EXERCISE PROMPT>
Repeat the entries shown below with every word and mark intact.

Stored records
**********

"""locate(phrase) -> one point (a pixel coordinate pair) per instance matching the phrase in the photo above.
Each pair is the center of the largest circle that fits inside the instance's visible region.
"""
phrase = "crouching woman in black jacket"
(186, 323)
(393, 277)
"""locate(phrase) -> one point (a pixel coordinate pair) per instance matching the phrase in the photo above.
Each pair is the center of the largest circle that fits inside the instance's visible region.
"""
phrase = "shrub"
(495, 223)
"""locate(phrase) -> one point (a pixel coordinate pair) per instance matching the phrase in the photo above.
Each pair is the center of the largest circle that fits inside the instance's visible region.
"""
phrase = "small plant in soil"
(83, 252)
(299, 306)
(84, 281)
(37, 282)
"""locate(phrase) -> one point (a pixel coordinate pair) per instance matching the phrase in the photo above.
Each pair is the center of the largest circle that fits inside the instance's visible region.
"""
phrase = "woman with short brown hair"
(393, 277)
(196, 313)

**********

RESPONSE AREA>
"""locate(phrase) -> one point (a pixel coordinate pair) per instance matching the phrase in the photo above.
Each pair is the center of the largest circle that fits inside the instance's visible region.
"""
phrase = "crouching woman in black jacket"
(186, 323)
(393, 277)
"""locate(phrase) -> one point (a pixel coordinate pair) per instance matching the phrase in the photo above.
Each pair is the center of the largest circle that fits inside the instance's visible region.
"""
phrase = "shrub"
(495, 223)
"""locate(phrase) -> one point (a pixel coordinate pair) per instance matching the phrase in the photo above.
Each pair is the center of the largest circle that fits inside the instance's visible region.
"""
phrase = "small plant in soil"
(83, 252)
(299, 306)
(84, 281)
(37, 282)
"""locate(phrase) -> one point (a pixel coordinate pair) per instance matching the phrase in the photo above.
Each pair is the center of the largest circle that fits inside the instance's visible region.
"""
phrase = "woman with short brown hair"
(393, 277)
(196, 313)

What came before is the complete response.